_Kutipan Dokumen_.
^^^^^^^^^^^^^^^^

Surplus Perdagangan RI Menyempit di Tengah Tekanan Impor

9 hours ago 3
Surplus Perdagangan RI Menyempit di Tengah Tekanan Impor Kepala Pusat Makroekonomi dan Keuangan Institute for Development of Economics & Finance (Indef) M. Rizal Taufikurahman.(Dok. Antara)

SURPLUS neraca perdagangan Indonesia mulai menyempit di tengah tekanan impor. Kepala Pusat Makroekonomi dan Keuangan Institute for Development of Economics & Finance (Indef) M. Rizal Taufikurahman menjelaskan, hal ini seiring dengan data Badan Pusat Statistik (BPS) yang mencatat neraca perdagangan September 2025 surplus US$4,34 miliar atau setara Rp72,38 triliun (asumsi kurs Rp16.668). Angka ini menurun dibandingkan surplus pada Agustus 2025 yang sebesar US$5,5 miliar atau Rp91,67 triliun.

"Surplus neraca perdagangan Indonesia mulai menyempit karena peningkatan impor barang modal dan bahan baku," ujarnya kepada Media Indonesia, Senin (3/11).

Rizal menjelaskan, menyempitnya surplus neraca perdagangan artinya kelebihan ekspor dibanding impor semakin kecil, bukan berarti berubah menjadi defisit.

^^^^^^^^^^^^^^^^

_Data Hasil Ekstraksi_.
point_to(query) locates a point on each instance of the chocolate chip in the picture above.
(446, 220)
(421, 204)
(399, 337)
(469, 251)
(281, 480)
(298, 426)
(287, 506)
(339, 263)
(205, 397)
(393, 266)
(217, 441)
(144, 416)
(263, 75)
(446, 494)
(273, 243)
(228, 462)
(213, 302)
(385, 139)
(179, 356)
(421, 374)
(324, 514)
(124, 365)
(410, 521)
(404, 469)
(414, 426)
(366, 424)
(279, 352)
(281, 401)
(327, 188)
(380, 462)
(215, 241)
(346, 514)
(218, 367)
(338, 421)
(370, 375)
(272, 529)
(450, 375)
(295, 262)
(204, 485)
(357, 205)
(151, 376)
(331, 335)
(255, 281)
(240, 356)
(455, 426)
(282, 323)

^^^^^^^^^^^^^^^^

_Petunjuk Pengerjaan_. Kutip tanpa perubahan bagian teks tentang surplus perdagangan di atas, yaitu antara "SURPLUS neraca perdagangan Indonesia mulai menyempit di" dan "Indonesia, Senin (3/11).", dengan kedua batas itu ikut disertakan.

_Pembahasan Latihan_.
SURPLUS neraca perdagangan Indonesia mulai menyempit di tengah tekanan impor. Kepala Pusat Makroekonomi dan Keuangan Institute for Development of Economics & Finance (Indef) M. Rizal Taufikurahman menjelaskan, hal ini seiring dengan data Badan Pusat Statistik (BPS) yang mencatat neraca perdagangan September 2025 surplus US$4,34 miliar atau setara Rp72,38 triliun (asumsi kurs Rp16.668). Angka ini menurun dibandingkan surplus pada Agustus 2025 yang sebesar US$5,5 miliar atau Rp91,67 triliun.

"Surplus neraca perdagangan Indonesia mulai menyempit karena peningkatan impor barang modal dan bahan baku," ujarnya kepada Media Indonesia, Senin (3/11).